What you return should be the complete data below, word for word, with no pictures in it.

Supplied data
══════
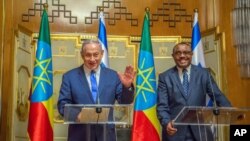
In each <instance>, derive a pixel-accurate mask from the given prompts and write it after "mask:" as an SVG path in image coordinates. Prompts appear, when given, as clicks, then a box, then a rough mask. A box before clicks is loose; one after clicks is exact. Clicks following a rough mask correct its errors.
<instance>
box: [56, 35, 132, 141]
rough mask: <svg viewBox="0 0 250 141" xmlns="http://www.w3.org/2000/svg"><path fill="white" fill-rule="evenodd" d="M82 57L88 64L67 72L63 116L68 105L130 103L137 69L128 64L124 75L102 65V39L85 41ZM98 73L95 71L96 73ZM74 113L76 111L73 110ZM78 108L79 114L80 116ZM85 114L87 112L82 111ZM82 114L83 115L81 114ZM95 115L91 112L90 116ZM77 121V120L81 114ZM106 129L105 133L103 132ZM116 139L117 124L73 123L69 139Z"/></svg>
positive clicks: (81, 54) (62, 111) (63, 79)
mask: <svg viewBox="0 0 250 141" xmlns="http://www.w3.org/2000/svg"><path fill="white" fill-rule="evenodd" d="M81 56H82V59H83V61H84V64H83V65H81V66H79V67H77V68H75V69H72V70H70V71H68V72H66V73H65V74H64V75H63V79H62V84H61V89H60V95H59V98H58V103H57V106H58V111H59V113H60V114H61V115H62V116H63V115H64V107H65V104H96V103H98V104H109V105H110V104H114V103H115V101H117V102H118V103H120V104H130V103H132V102H133V99H134V88H133V80H134V77H135V72H134V69H133V67H132V66H127V67H126V70H125V72H124V74H121V73H117V72H116V71H114V70H112V69H109V68H104V67H101V66H100V63H101V59H102V56H103V50H102V48H101V45H100V43H99V42H98V41H93V40H87V41H85V42H84V43H83V46H82V50H81ZM93 73H95V74H93ZM70 112H72V113H73V111H70ZM78 113H79V111H78V112H77V111H76V114H75V115H78ZM81 114H85V113H81ZM78 116H79V115H78ZM87 116H91V115H87ZM75 117H76V120H78V119H77V116H75ZM104 129H106V130H105V132H103V131H104ZM104 140H105V141H116V135H115V126H114V125H113V124H109V125H97V124H92V125H86V124H71V125H69V129H68V141H104Z"/></svg>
══════
Problem solution
In each <instance>, derive a pixel-accurate mask from the given prompts and write it after "mask:" as an SVG path in image coordinates. Prompts appear, when given, as clicks, then a box, then a rough mask. A box before clicks is loose; one after clicks is exact. Clicks following a rough mask correct its errors.
<instance>
box: [56, 35, 132, 141]
rough mask: <svg viewBox="0 0 250 141" xmlns="http://www.w3.org/2000/svg"><path fill="white" fill-rule="evenodd" d="M82 57L88 64L67 72L63 116L68 105L130 103L137 69L128 64L124 75L102 65V39L85 41ZM98 73L95 71L96 73ZM74 113L76 111L73 110ZM78 108L79 114L80 116ZM85 114L87 112L82 111ZM82 114L83 115L81 114ZM95 115L91 112L90 116ZM77 121V120L81 114ZM106 129L105 133L103 132ZM116 139L117 124L73 123L69 139Z"/></svg>
positive clicks: (81, 54) (62, 111) (63, 79)
mask: <svg viewBox="0 0 250 141" xmlns="http://www.w3.org/2000/svg"><path fill="white" fill-rule="evenodd" d="M81 56H82V59H83V61H84V64H83V65H81V66H79V67H77V68H75V69H72V70H70V71H68V72H66V73H65V74H64V75H63V79H62V84H61V89H60V95H59V98H58V103H57V106H58V111H59V113H60V114H61V115H62V116H63V115H64V107H65V104H96V103H98V104H109V105H110V104H114V103H115V101H117V102H118V103H120V104H130V103H132V102H133V99H134V88H133V80H134V77H135V72H134V69H133V67H132V66H127V67H126V70H125V72H124V74H121V73H117V72H116V71H114V70H112V69H109V68H104V67H101V66H100V63H101V59H102V56H103V50H102V48H101V45H100V43H99V42H98V41H93V40H87V41H85V42H84V43H83V46H82V50H81ZM93 73H95V74H93ZM70 112H72V113H73V111H70ZM78 113H79V111H78V112H77V111H76V114H75V115H78ZM81 114H85V113H81ZM78 116H79V115H78ZM87 116H91V115H87ZM75 117H76V120H78V119H77V116H75ZM104 129H106V130H105V132H103V131H104ZM104 140H105V141H116V135H115V126H114V125H113V124H109V125H97V124H92V125H86V124H71V125H69V129H68V141H104Z"/></svg>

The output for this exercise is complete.